## Requirements
Locate every line in the records that holds the word "eyes" and copy each of those lines.

— START OF Task material —

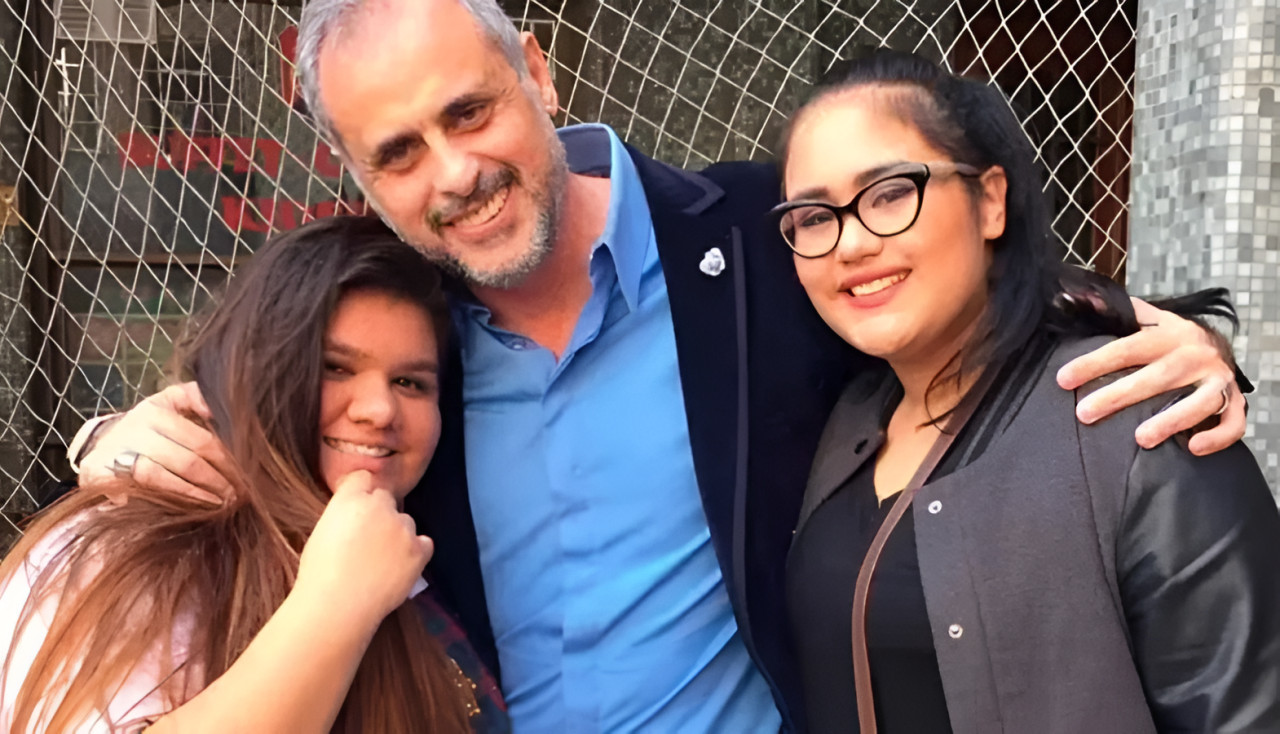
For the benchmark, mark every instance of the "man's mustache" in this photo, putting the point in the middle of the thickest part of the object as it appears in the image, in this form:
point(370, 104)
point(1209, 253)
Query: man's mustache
point(487, 186)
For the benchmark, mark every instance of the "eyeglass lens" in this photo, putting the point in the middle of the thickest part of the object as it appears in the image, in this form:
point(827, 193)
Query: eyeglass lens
point(885, 208)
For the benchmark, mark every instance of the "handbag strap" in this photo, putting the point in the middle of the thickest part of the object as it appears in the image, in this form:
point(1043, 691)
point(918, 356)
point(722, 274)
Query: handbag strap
point(862, 662)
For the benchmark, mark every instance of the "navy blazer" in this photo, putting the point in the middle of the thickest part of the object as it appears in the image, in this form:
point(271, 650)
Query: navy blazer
point(760, 373)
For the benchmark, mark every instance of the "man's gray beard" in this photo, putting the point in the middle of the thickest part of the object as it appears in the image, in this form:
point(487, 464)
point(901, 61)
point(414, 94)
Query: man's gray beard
point(511, 274)
point(540, 244)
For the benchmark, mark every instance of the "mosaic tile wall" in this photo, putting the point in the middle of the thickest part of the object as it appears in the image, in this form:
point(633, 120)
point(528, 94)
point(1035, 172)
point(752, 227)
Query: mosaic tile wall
point(1205, 212)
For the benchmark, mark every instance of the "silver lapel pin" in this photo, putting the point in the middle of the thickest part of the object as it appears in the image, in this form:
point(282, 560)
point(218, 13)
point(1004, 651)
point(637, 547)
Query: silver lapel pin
point(713, 263)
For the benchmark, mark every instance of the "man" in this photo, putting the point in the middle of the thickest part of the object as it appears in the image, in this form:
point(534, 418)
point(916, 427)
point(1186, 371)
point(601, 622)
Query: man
point(638, 386)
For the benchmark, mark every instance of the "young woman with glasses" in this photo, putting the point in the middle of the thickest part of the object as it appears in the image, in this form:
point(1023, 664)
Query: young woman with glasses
point(968, 556)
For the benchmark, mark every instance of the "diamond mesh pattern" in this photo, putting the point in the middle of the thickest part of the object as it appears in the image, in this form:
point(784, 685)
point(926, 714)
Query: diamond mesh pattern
point(151, 146)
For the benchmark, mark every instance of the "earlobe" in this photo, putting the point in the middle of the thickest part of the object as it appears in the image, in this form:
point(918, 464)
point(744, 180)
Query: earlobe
point(539, 73)
point(995, 190)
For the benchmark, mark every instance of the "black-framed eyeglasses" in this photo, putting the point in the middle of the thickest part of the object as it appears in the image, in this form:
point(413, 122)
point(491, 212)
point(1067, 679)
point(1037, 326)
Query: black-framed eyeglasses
point(887, 206)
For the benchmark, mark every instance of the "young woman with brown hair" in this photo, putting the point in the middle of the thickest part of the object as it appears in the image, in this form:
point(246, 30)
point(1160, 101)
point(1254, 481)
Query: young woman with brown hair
point(283, 610)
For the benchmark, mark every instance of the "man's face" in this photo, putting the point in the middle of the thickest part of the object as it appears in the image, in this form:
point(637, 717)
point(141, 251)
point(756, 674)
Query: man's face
point(451, 145)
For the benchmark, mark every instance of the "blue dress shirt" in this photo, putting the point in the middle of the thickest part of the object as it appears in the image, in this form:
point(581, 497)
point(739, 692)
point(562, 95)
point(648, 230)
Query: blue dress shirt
point(606, 597)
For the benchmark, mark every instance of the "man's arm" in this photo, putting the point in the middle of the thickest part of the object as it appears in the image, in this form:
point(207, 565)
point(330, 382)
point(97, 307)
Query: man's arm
point(1173, 352)
point(176, 448)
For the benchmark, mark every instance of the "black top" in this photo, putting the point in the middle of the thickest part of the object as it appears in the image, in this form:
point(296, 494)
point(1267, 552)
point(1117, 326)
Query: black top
point(822, 571)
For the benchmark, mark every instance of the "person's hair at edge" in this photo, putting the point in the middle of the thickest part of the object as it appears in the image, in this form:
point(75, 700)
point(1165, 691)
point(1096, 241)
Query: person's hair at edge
point(1029, 286)
point(325, 19)
point(164, 561)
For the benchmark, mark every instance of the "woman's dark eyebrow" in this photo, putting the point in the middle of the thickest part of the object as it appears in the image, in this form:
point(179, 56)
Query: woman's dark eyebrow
point(338, 349)
point(823, 194)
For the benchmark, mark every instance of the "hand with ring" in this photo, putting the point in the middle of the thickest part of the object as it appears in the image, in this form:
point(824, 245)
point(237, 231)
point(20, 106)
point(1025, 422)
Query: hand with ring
point(163, 443)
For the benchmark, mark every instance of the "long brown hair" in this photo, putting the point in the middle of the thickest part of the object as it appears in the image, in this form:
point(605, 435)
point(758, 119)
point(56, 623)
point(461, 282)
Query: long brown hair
point(167, 562)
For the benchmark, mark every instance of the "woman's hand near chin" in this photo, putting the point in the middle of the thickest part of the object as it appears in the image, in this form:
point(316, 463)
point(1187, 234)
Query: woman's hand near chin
point(365, 555)
point(359, 565)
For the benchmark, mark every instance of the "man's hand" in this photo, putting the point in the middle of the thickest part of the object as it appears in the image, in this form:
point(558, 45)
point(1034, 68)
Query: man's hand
point(1173, 352)
point(176, 454)
point(364, 555)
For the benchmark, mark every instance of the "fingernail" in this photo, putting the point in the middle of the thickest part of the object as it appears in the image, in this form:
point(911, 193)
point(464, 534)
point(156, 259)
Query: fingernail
point(1086, 413)
point(1063, 378)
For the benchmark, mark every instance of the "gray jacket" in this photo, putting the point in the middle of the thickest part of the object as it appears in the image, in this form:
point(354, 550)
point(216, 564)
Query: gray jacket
point(1079, 584)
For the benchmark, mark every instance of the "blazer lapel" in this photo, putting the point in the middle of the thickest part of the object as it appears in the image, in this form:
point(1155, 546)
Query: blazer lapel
point(705, 319)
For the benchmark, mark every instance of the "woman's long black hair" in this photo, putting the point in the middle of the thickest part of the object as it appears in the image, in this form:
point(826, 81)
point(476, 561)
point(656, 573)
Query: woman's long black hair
point(1029, 286)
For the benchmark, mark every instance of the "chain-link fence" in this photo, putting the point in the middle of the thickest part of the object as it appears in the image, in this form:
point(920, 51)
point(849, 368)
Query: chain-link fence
point(149, 146)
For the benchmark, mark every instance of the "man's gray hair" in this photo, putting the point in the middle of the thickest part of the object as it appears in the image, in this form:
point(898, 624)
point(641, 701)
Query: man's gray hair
point(324, 18)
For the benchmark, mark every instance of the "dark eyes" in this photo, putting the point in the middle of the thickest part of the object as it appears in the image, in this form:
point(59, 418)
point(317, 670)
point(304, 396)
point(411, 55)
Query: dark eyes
point(817, 218)
point(890, 192)
point(414, 384)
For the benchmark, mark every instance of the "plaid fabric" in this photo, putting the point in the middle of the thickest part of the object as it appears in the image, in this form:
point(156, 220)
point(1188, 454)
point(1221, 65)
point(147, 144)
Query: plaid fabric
point(492, 715)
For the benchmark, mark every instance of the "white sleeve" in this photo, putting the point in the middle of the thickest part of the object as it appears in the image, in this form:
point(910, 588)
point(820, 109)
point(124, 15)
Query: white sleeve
point(137, 701)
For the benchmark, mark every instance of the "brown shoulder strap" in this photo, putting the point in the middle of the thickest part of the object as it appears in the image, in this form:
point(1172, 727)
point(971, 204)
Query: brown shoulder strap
point(862, 662)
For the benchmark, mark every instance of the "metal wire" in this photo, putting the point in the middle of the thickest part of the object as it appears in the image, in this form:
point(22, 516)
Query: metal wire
point(152, 147)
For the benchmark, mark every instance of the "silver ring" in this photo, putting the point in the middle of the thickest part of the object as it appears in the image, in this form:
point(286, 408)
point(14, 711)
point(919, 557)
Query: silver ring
point(1226, 400)
point(124, 464)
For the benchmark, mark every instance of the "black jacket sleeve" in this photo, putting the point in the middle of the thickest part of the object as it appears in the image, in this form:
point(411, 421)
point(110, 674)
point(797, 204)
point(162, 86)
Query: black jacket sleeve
point(1198, 564)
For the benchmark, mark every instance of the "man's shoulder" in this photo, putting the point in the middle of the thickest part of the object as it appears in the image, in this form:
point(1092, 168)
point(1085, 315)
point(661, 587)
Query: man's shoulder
point(732, 179)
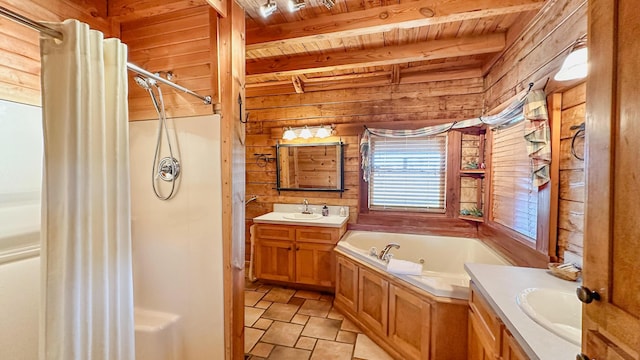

— END OF Task material —

## Full output
For the benchmark, mark every instance of the "dark eyes" in this photo, putting the point in the middle of the thickest part of the object as it appears in the image, in this form:
Query: dark eyes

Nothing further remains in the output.